EXERCISE:
Copy the lines from the one containing "point: green grape" through the end of the source records, inclusive, without changing anything.

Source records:
....

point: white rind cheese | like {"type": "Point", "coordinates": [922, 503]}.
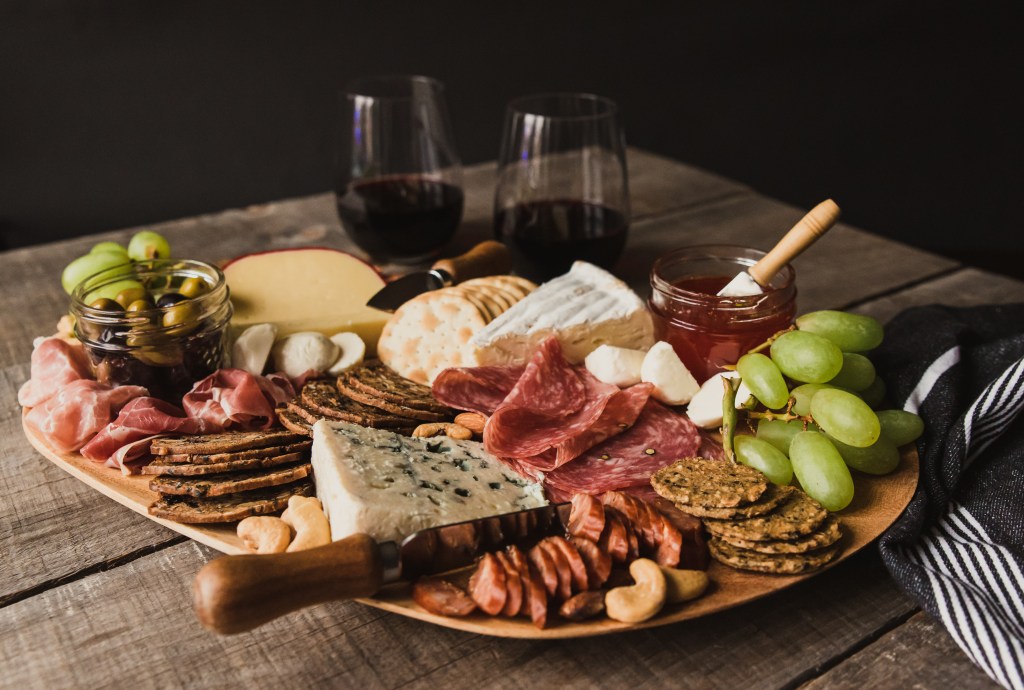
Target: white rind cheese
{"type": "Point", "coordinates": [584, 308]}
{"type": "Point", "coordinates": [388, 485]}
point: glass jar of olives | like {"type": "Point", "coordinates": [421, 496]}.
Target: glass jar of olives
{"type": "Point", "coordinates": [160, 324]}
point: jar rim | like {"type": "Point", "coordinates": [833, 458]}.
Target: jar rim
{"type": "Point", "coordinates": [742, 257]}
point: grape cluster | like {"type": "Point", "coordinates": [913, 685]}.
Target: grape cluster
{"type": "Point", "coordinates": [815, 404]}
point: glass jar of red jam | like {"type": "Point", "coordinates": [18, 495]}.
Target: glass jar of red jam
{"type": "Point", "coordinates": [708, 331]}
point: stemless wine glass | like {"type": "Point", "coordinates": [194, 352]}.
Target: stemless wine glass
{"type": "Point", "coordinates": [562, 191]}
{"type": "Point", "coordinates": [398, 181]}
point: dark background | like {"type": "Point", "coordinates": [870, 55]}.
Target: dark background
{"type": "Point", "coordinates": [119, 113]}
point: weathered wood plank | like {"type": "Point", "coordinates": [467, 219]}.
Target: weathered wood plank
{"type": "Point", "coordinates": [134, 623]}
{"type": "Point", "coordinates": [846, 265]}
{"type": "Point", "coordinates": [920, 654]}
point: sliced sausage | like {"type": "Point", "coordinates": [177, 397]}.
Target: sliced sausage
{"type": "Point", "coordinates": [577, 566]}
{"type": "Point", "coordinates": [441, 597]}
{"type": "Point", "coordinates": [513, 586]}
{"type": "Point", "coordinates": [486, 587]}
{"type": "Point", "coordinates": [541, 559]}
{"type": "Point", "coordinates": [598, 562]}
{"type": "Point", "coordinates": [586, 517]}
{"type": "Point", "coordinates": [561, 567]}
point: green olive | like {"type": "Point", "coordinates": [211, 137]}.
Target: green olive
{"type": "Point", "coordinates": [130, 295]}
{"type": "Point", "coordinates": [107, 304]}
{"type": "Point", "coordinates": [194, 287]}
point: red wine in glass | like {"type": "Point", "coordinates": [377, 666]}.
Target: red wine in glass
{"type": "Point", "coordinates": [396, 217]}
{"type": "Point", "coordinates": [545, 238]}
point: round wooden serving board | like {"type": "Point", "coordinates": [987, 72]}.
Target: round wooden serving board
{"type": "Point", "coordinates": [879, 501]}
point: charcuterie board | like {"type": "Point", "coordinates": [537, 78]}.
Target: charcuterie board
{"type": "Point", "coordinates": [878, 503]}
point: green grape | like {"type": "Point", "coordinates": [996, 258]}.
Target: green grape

....

SOLVED PROBLEM:
point: green grape | like {"type": "Point", "coordinates": [996, 258]}.
Target: green grape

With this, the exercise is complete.